== Task prompt ==
Although the records contain pictures, print none of them; print exactly the lines from the one with "Practice step: find the worker" through the last line.

(Entries supplied begins)

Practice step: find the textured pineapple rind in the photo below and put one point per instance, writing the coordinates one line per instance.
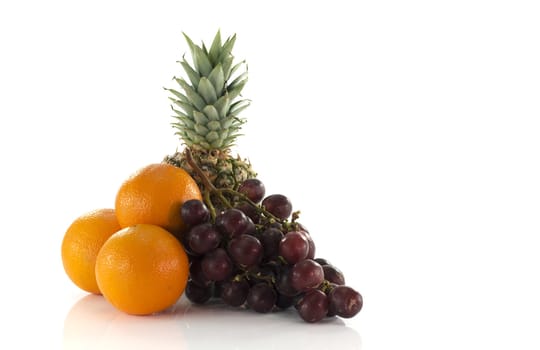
(222, 169)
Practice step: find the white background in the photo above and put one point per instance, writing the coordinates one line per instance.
(405, 131)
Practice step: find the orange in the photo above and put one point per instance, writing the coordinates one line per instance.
(154, 195)
(142, 269)
(81, 244)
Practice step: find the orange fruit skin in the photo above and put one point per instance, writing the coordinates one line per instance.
(142, 269)
(154, 195)
(81, 244)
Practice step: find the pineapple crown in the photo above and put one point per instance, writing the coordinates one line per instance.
(207, 108)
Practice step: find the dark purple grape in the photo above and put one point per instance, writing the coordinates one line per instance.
(331, 312)
(279, 205)
(313, 306)
(311, 249)
(306, 275)
(322, 261)
(234, 222)
(253, 189)
(217, 265)
(196, 273)
(270, 239)
(250, 211)
(245, 250)
(261, 297)
(198, 294)
(194, 212)
(234, 293)
(203, 238)
(284, 284)
(285, 302)
(294, 247)
(344, 301)
(333, 274)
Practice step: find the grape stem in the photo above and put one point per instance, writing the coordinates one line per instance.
(211, 190)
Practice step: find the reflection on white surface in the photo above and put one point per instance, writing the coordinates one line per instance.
(92, 323)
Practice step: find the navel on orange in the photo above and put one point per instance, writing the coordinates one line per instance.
(142, 269)
(81, 244)
(154, 195)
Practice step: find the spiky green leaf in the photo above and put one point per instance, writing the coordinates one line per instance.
(191, 73)
(207, 91)
(212, 136)
(201, 62)
(200, 118)
(215, 49)
(236, 89)
(239, 106)
(214, 125)
(222, 105)
(211, 112)
(196, 100)
(217, 78)
(200, 129)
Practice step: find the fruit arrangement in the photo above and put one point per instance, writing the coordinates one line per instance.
(200, 222)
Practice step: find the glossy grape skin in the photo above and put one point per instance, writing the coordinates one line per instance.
(311, 243)
(306, 275)
(270, 239)
(249, 211)
(278, 205)
(253, 189)
(194, 212)
(203, 238)
(313, 306)
(234, 293)
(284, 283)
(344, 301)
(294, 247)
(233, 222)
(198, 294)
(333, 274)
(216, 265)
(261, 298)
(245, 250)
(285, 302)
(322, 261)
(196, 273)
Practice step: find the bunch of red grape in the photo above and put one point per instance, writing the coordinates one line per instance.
(251, 255)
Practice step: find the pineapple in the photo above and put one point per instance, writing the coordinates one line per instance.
(206, 110)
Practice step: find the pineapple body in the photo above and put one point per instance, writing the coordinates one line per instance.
(220, 167)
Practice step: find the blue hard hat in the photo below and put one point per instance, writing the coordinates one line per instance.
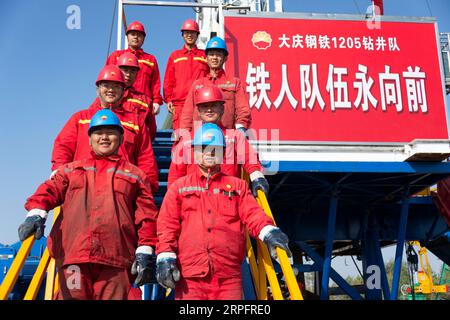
(209, 134)
(216, 43)
(104, 117)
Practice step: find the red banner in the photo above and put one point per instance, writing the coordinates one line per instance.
(339, 81)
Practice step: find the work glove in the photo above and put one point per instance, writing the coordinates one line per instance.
(242, 129)
(144, 267)
(260, 184)
(155, 108)
(167, 272)
(33, 224)
(276, 238)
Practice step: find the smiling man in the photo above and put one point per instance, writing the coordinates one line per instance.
(184, 66)
(106, 230)
(201, 226)
(148, 78)
(72, 144)
(236, 109)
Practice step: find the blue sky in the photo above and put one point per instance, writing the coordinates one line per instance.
(49, 73)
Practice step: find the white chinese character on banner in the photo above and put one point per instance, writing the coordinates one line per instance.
(390, 89)
(297, 41)
(258, 76)
(285, 90)
(341, 99)
(393, 44)
(307, 91)
(415, 89)
(368, 43)
(363, 86)
(380, 43)
(284, 41)
(324, 42)
(311, 41)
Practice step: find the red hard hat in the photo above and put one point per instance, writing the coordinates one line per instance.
(208, 94)
(136, 26)
(110, 73)
(190, 25)
(128, 59)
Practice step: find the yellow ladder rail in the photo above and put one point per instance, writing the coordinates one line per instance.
(262, 279)
(51, 286)
(266, 261)
(252, 262)
(286, 267)
(43, 266)
(38, 276)
(17, 265)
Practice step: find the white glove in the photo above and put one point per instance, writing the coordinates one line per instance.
(37, 212)
(155, 108)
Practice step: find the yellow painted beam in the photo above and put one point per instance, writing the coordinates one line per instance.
(50, 283)
(13, 273)
(270, 271)
(38, 276)
(289, 276)
(262, 282)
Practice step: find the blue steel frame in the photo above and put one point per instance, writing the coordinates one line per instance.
(416, 172)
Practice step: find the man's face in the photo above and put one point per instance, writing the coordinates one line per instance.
(135, 39)
(129, 73)
(216, 58)
(208, 157)
(110, 92)
(105, 141)
(190, 37)
(210, 112)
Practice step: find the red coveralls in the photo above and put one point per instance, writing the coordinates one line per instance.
(183, 67)
(107, 210)
(140, 103)
(205, 227)
(237, 109)
(238, 153)
(147, 79)
(72, 143)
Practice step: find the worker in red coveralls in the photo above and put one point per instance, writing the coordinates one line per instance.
(147, 80)
(238, 152)
(133, 100)
(201, 224)
(183, 67)
(107, 226)
(72, 144)
(237, 110)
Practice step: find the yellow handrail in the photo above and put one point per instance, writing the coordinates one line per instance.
(252, 262)
(269, 270)
(286, 267)
(51, 286)
(38, 276)
(45, 263)
(17, 265)
(262, 278)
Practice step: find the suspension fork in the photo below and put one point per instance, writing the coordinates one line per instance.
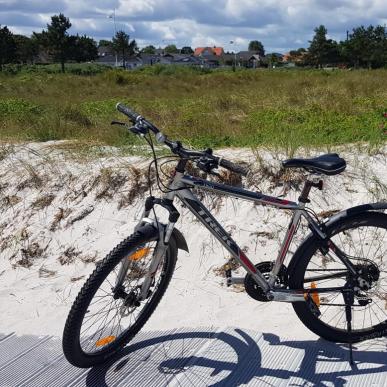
(165, 233)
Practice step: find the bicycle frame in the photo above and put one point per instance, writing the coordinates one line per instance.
(181, 186)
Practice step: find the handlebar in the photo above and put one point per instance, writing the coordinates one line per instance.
(176, 147)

(Entries supplied ends)

== Answer box ==
Practice step: find the worker in red coveralls in the photo above and put one point per instance, writing the coordinates one line per instance.
(147, 80)
(238, 152)
(133, 100)
(201, 224)
(183, 67)
(107, 226)
(72, 144)
(237, 110)
Practice step: find the yellow handrail in the photo above and put one point per instance, writing the coordinates one line per instance.
(252, 262)
(269, 270)
(286, 267)
(51, 286)
(38, 276)
(45, 263)
(17, 265)
(262, 278)
Practice step: find the suspension fork in the photo below and put one point per instance, writing the coordinates one line per instance.
(165, 233)
Practice step: find the bicycle frame in the photo above and put one point per instance, writing the coordinates one line per instance.
(181, 186)
Practice step: find the handlebar in the photo above and put one point per instance, writing the coordinates one line per instance.
(176, 147)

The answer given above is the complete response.